Saved entries:
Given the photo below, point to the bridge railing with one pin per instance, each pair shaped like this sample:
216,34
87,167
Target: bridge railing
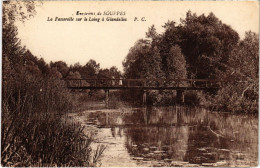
135,83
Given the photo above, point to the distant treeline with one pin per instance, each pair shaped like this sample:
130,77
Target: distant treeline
200,47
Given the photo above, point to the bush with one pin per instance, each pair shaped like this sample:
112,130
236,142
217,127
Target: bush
35,131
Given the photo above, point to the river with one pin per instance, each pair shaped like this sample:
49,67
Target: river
173,136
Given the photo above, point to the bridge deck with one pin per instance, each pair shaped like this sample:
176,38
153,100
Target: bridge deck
144,84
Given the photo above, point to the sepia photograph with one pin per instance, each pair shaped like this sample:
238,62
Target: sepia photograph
130,83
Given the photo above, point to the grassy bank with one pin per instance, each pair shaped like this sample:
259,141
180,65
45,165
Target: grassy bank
35,129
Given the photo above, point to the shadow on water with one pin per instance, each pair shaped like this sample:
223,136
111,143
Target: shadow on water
179,136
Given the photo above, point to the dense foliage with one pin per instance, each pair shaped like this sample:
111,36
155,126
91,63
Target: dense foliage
200,47
35,130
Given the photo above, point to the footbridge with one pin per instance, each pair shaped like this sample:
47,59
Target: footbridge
180,85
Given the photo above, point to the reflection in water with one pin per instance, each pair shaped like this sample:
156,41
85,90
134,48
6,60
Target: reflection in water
178,136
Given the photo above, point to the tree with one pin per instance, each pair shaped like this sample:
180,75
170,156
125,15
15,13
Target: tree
240,94
205,42
90,70
61,67
176,64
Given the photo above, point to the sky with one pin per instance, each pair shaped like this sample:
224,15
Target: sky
108,42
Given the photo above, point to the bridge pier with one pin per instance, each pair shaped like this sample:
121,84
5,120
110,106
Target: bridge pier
107,98
144,98
180,97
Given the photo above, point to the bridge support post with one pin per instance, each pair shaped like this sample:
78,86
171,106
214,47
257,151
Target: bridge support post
107,98
144,98
180,97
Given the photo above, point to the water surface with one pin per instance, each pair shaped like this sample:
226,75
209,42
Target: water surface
174,136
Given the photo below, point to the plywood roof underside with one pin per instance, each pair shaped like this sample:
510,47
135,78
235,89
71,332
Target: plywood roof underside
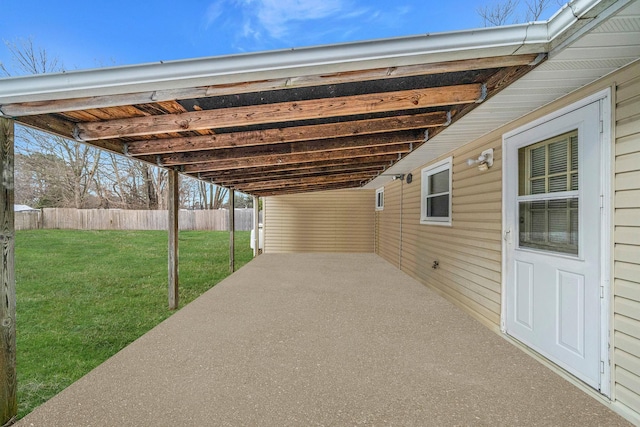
343,116
307,133
605,48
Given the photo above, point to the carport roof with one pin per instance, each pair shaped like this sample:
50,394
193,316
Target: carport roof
296,120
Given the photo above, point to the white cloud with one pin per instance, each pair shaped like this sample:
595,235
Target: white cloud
261,24
213,12
278,16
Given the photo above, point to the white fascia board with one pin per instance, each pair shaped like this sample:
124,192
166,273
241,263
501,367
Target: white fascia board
421,49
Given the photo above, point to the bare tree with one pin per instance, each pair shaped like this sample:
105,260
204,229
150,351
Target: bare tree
506,11
28,59
499,13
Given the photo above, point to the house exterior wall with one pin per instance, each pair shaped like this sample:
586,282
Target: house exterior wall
327,221
626,236
469,251
387,223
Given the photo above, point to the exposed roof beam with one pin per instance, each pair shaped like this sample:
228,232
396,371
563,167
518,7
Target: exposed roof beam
310,147
285,183
382,161
278,159
63,105
291,189
281,112
241,179
287,134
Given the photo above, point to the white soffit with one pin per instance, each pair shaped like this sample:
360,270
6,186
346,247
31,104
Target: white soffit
609,46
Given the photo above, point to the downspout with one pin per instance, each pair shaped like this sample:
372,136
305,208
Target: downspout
400,241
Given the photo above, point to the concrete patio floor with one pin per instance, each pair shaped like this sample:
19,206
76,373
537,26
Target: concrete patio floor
321,340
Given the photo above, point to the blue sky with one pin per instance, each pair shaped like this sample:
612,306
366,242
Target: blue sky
90,34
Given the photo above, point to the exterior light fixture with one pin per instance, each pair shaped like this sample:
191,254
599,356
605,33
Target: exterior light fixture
484,160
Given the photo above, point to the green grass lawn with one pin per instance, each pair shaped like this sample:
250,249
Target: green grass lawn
84,295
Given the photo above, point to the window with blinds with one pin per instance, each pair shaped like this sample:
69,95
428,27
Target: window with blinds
380,199
436,194
548,197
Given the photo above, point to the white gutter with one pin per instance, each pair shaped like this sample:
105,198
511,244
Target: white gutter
423,49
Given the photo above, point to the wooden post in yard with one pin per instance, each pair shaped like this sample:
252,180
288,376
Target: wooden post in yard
232,229
8,379
173,238
256,226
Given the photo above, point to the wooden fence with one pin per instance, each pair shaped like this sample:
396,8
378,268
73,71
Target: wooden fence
120,219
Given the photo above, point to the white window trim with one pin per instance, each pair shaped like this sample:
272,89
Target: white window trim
446,164
380,191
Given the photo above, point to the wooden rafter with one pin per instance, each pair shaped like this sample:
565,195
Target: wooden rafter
267,160
289,134
327,179
310,147
265,171
46,107
293,189
239,178
281,112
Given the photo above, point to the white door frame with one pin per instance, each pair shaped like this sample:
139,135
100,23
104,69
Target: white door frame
604,99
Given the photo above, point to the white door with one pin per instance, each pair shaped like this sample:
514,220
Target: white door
553,240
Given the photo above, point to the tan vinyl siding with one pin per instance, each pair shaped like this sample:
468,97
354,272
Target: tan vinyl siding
388,224
328,221
467,252
626,268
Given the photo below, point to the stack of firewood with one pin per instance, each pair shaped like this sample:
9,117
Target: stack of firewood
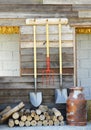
20,116
39,117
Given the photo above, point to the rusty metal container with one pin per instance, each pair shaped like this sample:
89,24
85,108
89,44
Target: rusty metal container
76,107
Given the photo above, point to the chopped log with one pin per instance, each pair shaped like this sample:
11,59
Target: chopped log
56,122
22,111
11,123
51,113
56,112
27,123
8,108
29,118
54,118
27,112
15,115
45,122
50,122
23,118
36,117
33,123
39,123
33,113
42,117
47,116
38,111
60,118
21,123
10,112
61,123
16,122
43,108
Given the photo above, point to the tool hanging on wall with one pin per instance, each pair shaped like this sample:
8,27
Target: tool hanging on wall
60,94
49,72
35,97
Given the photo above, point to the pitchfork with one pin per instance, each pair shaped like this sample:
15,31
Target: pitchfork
49,72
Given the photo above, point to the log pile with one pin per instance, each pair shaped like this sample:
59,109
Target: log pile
42,116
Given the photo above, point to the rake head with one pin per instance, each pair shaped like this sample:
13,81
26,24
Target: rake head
48,74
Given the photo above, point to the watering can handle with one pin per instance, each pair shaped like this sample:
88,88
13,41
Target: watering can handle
60,54
35,65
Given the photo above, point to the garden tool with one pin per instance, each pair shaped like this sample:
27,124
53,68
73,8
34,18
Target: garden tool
35,97
60,93
48,70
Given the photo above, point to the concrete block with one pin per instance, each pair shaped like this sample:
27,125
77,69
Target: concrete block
85,63
66,2
83,73
11,65
10,46
84,14
84,45
16,56
86,81
9,38
16,73
82,37
6,73
1,66
83,54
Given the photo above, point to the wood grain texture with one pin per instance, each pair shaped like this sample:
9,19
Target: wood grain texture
21,1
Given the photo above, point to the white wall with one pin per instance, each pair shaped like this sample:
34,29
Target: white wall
84,62
9,55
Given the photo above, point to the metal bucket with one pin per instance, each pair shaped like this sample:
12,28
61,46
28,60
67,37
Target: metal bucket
76,107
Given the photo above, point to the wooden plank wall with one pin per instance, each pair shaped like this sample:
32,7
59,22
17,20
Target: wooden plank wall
16,89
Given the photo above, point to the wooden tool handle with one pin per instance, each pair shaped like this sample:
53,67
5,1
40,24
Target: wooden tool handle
35,64
47,38
60,52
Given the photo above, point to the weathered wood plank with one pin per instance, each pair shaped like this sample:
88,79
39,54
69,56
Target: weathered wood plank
80,22
66,2
12,22
38,14
53,29
42,51
67,82
33,8
66,71
81,7
42,45
28,38
21,1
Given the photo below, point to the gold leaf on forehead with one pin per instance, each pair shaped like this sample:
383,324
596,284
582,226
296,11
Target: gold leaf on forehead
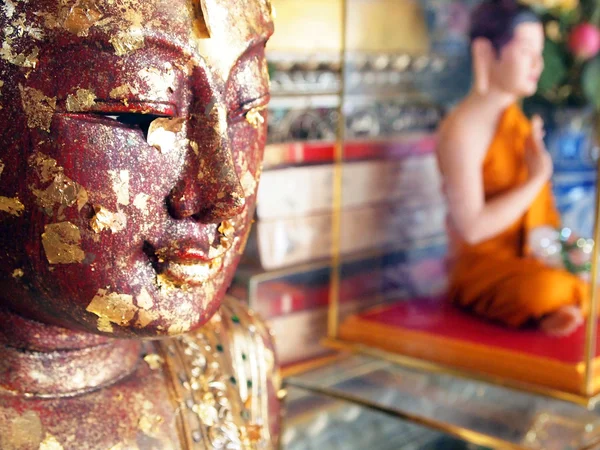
11,206
83,100
25,431
120,181
107,220
47,168
61,243
126,42
116,308
50,443
150,424
9,8
38,108
82,17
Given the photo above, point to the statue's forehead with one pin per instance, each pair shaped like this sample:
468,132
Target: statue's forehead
216,30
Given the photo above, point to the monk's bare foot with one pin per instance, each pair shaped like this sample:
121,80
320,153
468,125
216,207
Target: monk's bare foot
562,322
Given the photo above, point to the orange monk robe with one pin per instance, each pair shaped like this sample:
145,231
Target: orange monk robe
496,279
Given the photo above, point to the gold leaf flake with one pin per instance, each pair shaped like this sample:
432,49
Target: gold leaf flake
122,91
11,206
227,228
154,361
144,300
120,181
81,18
104,325
149,424
141,202
39,108
128,41
50,443
249,183
116,308
61,243
159,81
83,100
19,59
107,220
62,191
26,431
146,317
254,116
180,327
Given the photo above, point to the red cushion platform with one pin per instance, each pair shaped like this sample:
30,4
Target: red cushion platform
434,330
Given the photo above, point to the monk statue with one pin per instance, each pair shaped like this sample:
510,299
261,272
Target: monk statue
496,173
132,138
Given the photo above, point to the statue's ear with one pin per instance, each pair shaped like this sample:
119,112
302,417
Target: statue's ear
483,55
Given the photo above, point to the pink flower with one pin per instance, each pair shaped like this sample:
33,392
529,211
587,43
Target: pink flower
584,41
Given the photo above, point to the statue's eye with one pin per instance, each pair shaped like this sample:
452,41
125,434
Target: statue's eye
245,107
136,120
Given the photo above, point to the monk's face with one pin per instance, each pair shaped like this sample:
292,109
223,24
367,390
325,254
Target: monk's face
521,61
132,136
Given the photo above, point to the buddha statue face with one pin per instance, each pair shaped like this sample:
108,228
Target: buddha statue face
132,137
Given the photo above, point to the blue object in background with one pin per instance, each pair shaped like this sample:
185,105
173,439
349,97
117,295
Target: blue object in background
570,141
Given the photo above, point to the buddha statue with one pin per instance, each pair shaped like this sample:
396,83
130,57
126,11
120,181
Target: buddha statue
132,138
496,173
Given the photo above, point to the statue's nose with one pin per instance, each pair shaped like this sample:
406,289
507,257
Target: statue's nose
209,188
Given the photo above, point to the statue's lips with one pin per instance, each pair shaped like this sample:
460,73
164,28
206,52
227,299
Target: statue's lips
189,266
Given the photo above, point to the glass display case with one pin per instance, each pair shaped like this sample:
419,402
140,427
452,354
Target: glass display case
358,229
401,211
475,414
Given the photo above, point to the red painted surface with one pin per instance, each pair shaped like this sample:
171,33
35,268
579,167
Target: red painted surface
441,319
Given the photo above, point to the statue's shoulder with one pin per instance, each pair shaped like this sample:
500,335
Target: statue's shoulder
230,364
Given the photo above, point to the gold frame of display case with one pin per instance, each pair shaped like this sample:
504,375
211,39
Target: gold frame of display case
584,388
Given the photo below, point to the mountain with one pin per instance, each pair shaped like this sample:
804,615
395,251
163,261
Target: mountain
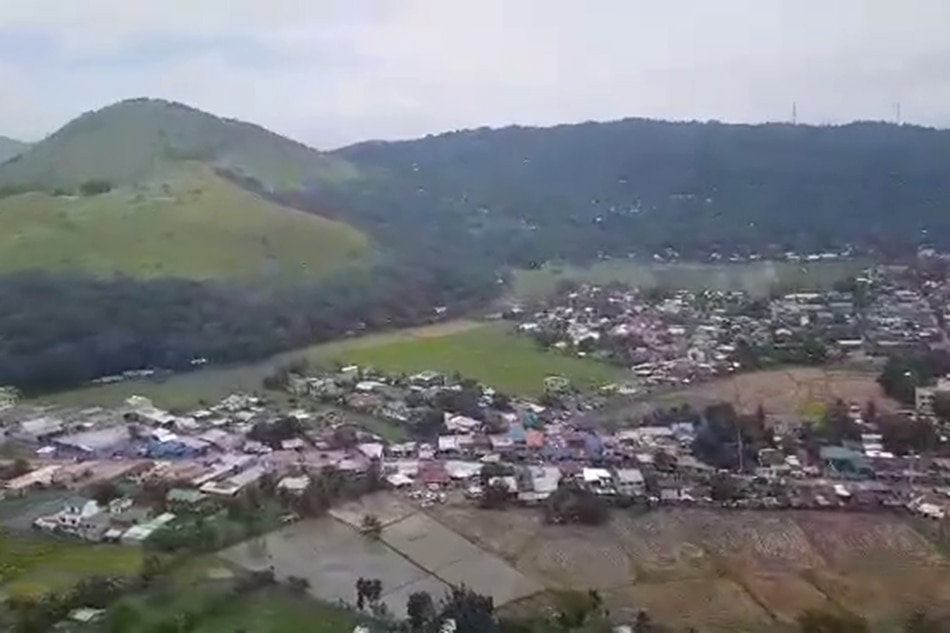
128,142
10,148
524,195
192,225
136,188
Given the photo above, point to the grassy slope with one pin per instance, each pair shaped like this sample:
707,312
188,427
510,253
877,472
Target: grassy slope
484,351
10,148
191,224
127,142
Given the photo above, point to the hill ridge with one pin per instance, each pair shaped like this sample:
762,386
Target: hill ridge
125,142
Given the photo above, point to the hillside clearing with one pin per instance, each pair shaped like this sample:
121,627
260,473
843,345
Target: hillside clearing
488,352
492,354
192,224
757,278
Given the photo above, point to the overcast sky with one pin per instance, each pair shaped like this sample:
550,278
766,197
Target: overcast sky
329,72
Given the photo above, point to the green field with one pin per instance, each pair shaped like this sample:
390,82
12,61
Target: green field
189,223
488,352
35,566
757,278
491,353
277,611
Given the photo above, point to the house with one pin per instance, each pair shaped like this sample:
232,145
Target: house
845,461
180,499
39,477
629,482
82,518
294,485
39,430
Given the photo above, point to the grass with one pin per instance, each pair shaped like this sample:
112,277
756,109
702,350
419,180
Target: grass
754,277
492,354
192,225
126,142
487,352
37,565
277,611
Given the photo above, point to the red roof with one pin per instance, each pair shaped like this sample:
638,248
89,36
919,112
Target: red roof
534,439
433,473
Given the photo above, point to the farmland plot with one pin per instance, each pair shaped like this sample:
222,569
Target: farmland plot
661,545
785,595
384,506
853,541
711,604
755,541
456,560
577,558
504,533
333,556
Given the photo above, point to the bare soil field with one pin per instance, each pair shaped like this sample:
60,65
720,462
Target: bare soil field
851,542
662,546
715,571
754,541
785,595
504,533
385,507
708,604
578,558
457,560
789,391
332,556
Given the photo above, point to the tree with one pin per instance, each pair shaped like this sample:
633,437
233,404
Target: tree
420,611
95,187
104,492
941,406
371,526
920,622
827,622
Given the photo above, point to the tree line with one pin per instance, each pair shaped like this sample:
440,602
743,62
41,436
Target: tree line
58,331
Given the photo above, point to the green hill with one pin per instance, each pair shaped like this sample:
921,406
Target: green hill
189,223
127,142
10,148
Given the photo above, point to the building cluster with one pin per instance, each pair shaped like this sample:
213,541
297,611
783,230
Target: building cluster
679,338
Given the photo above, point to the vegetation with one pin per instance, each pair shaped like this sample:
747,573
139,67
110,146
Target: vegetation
756,278
63,331
491,354
199,227
31,566
130,141
10,148
526,196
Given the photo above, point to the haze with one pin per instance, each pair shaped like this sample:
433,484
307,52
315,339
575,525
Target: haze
331,73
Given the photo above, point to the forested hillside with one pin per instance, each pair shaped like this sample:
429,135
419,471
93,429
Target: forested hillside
575,191
10,148
107,273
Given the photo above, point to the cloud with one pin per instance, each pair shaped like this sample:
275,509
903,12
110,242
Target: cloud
335,71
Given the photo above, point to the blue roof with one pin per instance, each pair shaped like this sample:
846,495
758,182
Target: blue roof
593,444
516,433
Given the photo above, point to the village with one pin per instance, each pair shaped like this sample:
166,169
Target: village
458,442
680,337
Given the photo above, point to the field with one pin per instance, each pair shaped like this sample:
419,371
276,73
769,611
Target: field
35,566
757,278
722,571
193,225
483,351
415,553
796,391
491,353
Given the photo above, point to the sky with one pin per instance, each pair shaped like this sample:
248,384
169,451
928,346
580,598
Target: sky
331,72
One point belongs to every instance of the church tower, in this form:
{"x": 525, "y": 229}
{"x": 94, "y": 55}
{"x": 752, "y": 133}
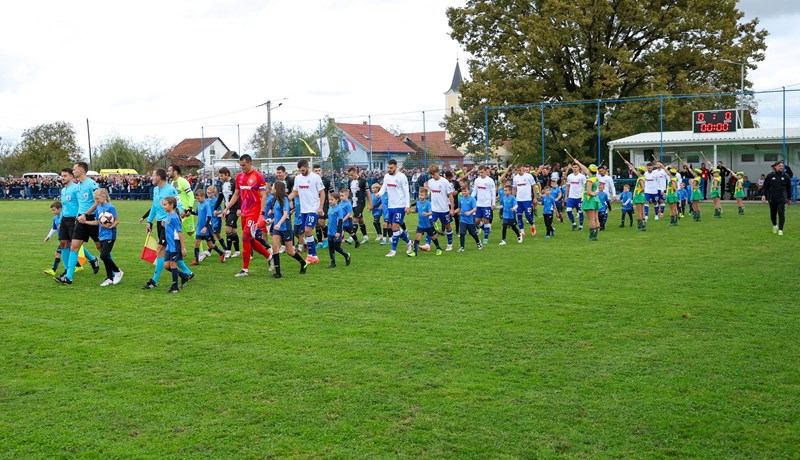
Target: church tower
{"x": 452, "y": 97}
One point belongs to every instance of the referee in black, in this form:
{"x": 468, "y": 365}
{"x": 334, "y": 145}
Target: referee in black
{"x": 778, "y": 191}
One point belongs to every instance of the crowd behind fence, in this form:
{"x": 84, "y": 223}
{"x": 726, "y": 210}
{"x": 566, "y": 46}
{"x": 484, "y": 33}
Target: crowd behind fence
{"x": 139, "y": 187}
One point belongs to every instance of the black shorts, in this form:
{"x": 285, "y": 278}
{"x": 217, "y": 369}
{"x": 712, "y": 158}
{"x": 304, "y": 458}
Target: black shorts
{"x": 85, "y": 232}
{"x": 173, "y": 256}
{"x": 231, "y": 219}
{"x": 66, "y": 229}
{"x": 286, "y": 235}
{"x": 161, "y": 232}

> [TASK INSTRUCTIONS] Could you work out how many lines above contain the string "every"? Answer with the number only.

> [SOLUTION TO THIS PROBLEM] 4